• _Task objective_:
Determine how many lines in this listing contain the word "white" and report that number by itself.

[[ Information, beginning ]]

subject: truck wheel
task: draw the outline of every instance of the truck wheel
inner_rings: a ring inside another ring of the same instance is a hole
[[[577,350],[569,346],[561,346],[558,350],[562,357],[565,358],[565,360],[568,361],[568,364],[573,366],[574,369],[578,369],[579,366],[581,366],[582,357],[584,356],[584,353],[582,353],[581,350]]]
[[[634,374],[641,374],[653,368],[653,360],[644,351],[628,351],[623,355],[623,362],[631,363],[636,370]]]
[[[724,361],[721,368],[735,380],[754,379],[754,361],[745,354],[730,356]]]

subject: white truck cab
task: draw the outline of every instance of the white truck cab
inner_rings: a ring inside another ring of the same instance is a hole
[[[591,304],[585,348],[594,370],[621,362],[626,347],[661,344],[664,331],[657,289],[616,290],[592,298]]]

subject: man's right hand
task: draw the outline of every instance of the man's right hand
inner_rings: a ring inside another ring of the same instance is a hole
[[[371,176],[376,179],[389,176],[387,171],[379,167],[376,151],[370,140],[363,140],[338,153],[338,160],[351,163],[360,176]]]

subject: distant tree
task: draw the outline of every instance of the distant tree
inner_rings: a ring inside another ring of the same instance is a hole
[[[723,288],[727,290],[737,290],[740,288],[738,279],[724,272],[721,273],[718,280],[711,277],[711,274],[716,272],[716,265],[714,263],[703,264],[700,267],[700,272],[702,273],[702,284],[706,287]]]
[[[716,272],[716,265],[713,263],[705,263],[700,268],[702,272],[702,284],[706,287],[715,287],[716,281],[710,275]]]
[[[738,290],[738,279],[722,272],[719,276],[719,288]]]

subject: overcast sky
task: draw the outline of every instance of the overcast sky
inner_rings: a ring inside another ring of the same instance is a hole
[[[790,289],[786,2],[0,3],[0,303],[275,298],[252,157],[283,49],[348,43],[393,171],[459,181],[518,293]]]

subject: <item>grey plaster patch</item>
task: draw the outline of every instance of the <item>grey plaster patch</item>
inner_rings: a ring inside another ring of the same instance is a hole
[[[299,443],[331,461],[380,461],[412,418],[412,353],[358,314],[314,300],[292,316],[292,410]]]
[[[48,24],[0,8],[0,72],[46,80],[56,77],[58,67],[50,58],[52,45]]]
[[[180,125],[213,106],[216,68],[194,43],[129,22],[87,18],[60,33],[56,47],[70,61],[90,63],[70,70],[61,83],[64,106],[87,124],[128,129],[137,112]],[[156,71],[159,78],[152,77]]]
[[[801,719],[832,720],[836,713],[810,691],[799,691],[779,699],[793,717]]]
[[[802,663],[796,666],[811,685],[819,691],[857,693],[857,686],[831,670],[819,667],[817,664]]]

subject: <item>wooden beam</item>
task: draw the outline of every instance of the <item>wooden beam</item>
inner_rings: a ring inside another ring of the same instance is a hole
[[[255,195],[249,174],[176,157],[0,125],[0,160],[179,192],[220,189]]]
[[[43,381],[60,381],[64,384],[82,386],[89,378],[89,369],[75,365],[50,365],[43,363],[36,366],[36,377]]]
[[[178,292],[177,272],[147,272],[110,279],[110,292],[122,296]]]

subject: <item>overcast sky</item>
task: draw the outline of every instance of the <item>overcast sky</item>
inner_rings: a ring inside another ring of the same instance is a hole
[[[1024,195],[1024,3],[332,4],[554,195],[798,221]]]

[[ Information, end ]]

• _Answer space_:
2